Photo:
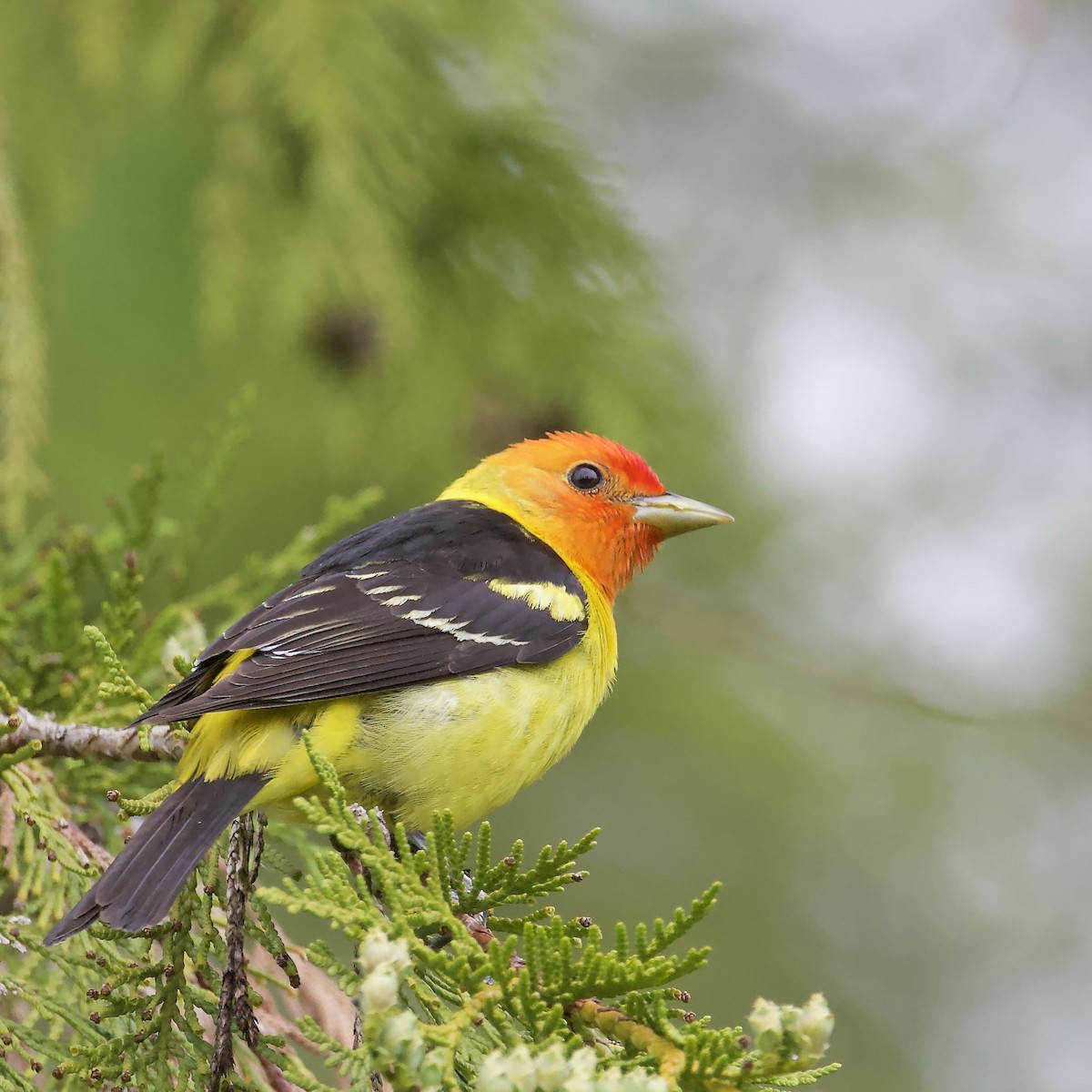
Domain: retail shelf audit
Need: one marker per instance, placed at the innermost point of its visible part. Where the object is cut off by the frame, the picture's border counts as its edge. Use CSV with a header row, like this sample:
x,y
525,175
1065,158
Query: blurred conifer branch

•••

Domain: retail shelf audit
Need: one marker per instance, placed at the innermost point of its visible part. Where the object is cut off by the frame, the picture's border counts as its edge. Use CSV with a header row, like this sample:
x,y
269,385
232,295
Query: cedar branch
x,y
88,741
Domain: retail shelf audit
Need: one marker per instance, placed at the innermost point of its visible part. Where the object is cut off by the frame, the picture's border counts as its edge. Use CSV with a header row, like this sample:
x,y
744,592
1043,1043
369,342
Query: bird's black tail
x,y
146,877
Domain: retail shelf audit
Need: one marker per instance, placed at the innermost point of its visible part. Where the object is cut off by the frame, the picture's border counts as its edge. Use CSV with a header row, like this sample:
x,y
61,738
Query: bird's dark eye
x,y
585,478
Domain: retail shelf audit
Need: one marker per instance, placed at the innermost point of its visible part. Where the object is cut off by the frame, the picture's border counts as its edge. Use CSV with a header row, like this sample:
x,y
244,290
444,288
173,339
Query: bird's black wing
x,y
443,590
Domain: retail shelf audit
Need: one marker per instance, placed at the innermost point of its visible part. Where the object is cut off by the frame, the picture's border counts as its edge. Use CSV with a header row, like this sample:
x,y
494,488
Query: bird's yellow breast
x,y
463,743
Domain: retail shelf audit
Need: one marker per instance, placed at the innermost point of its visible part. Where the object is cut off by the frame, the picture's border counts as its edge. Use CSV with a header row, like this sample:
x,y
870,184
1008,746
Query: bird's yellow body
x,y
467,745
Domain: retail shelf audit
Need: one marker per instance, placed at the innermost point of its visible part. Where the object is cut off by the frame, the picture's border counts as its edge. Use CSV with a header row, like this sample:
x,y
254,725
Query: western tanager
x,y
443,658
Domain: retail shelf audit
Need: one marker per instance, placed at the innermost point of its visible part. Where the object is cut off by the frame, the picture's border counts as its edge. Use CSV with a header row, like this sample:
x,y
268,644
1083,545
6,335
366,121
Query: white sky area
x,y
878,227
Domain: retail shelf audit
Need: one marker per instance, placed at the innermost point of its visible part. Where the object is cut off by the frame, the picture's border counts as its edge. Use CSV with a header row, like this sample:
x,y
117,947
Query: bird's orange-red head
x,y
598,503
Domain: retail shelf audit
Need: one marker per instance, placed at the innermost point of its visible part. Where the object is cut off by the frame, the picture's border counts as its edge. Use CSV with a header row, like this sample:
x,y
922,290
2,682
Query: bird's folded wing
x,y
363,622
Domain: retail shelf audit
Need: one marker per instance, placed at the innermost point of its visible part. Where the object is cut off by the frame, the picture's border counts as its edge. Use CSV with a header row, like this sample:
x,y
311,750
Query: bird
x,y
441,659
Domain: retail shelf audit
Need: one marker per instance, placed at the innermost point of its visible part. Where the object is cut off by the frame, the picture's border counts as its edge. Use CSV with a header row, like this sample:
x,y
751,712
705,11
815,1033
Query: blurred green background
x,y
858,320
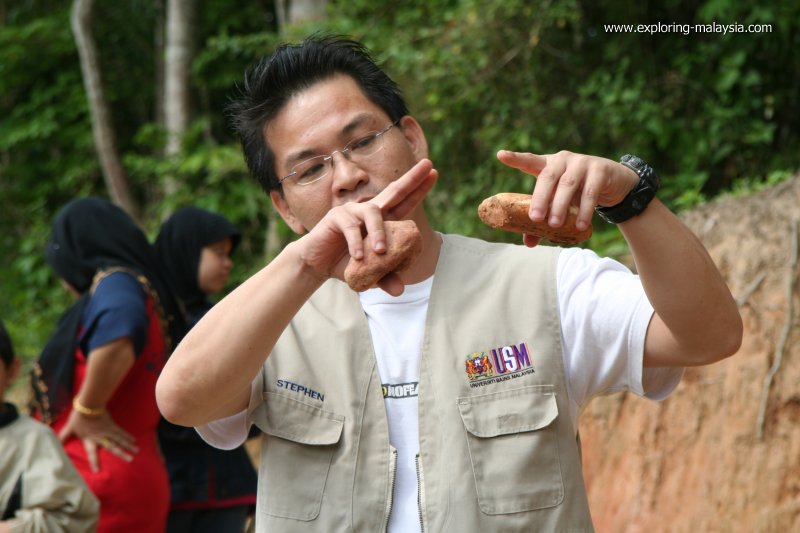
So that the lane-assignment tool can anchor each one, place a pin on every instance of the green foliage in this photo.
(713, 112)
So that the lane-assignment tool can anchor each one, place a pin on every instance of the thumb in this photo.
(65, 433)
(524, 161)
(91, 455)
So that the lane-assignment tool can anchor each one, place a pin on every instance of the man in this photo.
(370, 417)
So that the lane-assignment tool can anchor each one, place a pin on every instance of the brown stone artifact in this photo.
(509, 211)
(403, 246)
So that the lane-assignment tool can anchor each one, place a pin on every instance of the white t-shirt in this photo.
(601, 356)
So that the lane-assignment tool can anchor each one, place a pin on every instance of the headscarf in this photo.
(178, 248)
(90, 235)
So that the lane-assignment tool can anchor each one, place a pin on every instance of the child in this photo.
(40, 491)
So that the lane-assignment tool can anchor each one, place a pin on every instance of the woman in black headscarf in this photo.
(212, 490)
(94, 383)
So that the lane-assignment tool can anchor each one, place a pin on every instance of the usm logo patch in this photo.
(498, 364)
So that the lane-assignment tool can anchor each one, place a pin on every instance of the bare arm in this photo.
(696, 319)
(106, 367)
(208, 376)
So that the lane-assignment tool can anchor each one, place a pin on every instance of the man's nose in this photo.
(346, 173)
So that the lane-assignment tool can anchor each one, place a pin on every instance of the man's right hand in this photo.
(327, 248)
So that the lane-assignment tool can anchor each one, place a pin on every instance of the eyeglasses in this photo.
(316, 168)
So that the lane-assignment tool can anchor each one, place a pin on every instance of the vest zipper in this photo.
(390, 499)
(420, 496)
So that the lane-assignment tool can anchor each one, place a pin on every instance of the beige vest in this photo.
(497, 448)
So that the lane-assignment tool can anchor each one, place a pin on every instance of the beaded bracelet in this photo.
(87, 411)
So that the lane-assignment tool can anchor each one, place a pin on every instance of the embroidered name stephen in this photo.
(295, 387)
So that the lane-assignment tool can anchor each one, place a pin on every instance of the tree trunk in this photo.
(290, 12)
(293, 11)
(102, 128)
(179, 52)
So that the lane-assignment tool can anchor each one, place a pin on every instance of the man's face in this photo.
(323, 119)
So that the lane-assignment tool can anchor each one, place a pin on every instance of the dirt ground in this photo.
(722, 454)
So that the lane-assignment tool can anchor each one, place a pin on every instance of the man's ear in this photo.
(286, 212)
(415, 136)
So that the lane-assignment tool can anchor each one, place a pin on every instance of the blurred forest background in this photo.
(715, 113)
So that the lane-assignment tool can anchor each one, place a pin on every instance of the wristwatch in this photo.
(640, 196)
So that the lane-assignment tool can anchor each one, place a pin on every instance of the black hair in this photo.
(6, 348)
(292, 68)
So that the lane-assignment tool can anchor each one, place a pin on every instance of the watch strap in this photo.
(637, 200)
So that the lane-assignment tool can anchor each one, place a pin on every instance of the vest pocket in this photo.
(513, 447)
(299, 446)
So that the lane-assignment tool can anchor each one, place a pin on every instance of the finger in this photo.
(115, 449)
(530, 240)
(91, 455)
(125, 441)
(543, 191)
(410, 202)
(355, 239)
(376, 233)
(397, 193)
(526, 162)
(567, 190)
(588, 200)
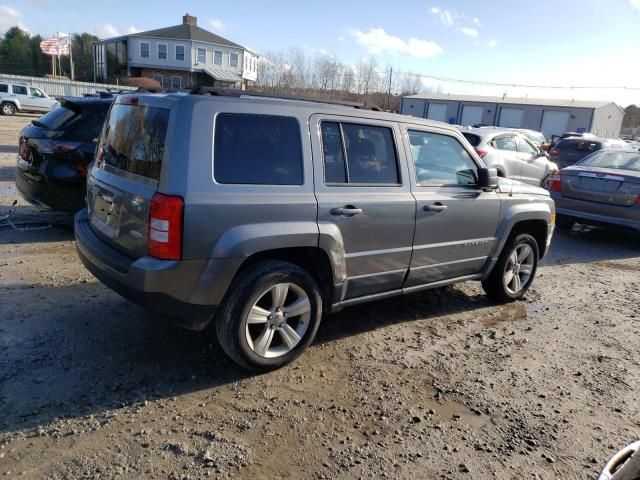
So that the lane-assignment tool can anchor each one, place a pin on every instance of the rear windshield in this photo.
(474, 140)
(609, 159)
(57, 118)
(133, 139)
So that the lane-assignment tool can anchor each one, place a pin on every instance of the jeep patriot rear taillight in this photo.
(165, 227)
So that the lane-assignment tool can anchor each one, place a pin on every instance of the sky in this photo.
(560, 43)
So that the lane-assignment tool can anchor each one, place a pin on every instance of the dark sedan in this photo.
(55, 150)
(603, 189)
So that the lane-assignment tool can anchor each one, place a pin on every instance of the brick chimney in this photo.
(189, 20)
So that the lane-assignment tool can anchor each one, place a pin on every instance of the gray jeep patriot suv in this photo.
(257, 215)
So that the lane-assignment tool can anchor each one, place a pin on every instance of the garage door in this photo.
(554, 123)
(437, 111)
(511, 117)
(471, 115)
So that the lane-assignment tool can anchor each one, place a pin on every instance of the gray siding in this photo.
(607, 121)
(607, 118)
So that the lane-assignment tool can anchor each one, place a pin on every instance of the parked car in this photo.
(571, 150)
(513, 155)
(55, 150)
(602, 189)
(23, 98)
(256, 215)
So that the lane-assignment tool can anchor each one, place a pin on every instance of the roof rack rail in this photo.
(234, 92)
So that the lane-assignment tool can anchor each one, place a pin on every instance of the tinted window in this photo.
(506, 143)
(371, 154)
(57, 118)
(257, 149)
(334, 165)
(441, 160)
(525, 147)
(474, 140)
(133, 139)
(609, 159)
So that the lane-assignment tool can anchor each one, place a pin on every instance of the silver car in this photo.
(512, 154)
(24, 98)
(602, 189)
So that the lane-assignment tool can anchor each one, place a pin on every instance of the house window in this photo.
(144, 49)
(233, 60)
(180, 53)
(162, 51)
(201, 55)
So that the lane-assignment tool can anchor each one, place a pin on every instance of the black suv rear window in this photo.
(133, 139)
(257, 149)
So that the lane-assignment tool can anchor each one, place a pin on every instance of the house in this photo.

•••

## [WORK ITEM]
The listing above holds a line with "door in this photo." and a line with "house in this photo.". Print the stretch from the first through the second, exactly and alone.

## [SOLUTION TO THIS EXERCISE]
So that the lane-assignment tool can anchor each one, place a pin on every instance of the garage door in this photo.
(554, 123)
(437, 111)
(511, 117)
(471, 115)
So that the lane-assignment tool can anchor each one, place a pin on every instance of the gray siding in this photo.
(607, 121)
(607, 118)
So that the lane-assignment tool can anchor each one, place a pin on every instance of the parked car in this photo.
(571, 150)
(513, 155)
(55, 150)
(602, 189)
(23, 98)
(256, 215)
So that the lane-assignment tool can anchor each one, place a pin on every instance of the roof rack rail in this photo.
(234, 92)
So that the lane-assignment tool can anchor each one, place a pin on every instance of the tinted window in this photo.
(506, 143)
(371, 154)
(57, 118)
(257, 149)
(334, 165)
(441, 160)
(525, 147)
(474, 140)
(133, 139)
(609, 159)
So that the lane-assignment tool can anchor each one, place a pin on every instance of the silver car in this photo.
(512, 154)
(24, 98)
(602, 189)
So that the lane-assignment tool can anchor each one, place a pin on every instance of the house window in this photo.
(144, 49)
(233, 60)
(180, 53)
(162, 51)
(201, 55)
So that the lane-assignment tool can anchor each one, place a pin on every instance of the black suv rear window in this photo.
(133, 139)
(257, 149)
So that the lane-assignment tool can anchor each one, place a pin on every instance of the house in this photo.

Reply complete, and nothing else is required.